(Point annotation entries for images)
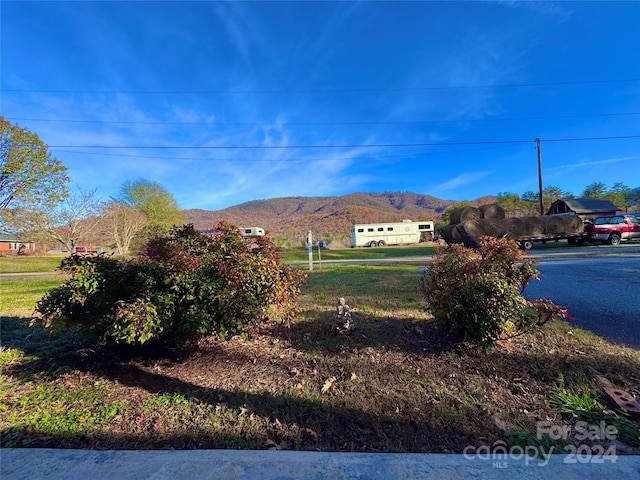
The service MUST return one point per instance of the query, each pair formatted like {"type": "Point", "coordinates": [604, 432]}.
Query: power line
{"type": "Point", "coordinates": [266, 124]}
{"type": "Point", "coordinates": [362, 145]}
{"type": "Point", "coordinates": [338, 90]}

• REQUIRED TASK
Can you rewrite every line of the rows above as a numbered list, skipping blank lines and leaving the pictures out?

• RESPONSE
1. The service MUST return one point per instance of the query, each pair formatted like {"type": "Point", "coordinates": [604, 432]}.
2. Query: power line
3. {"type": "Point", "coordinates": [266, 124]}
4. {"type": "Point", "coordinates": [362, 145]}
5. {"type": "Point", "coordinates": [338, 90]}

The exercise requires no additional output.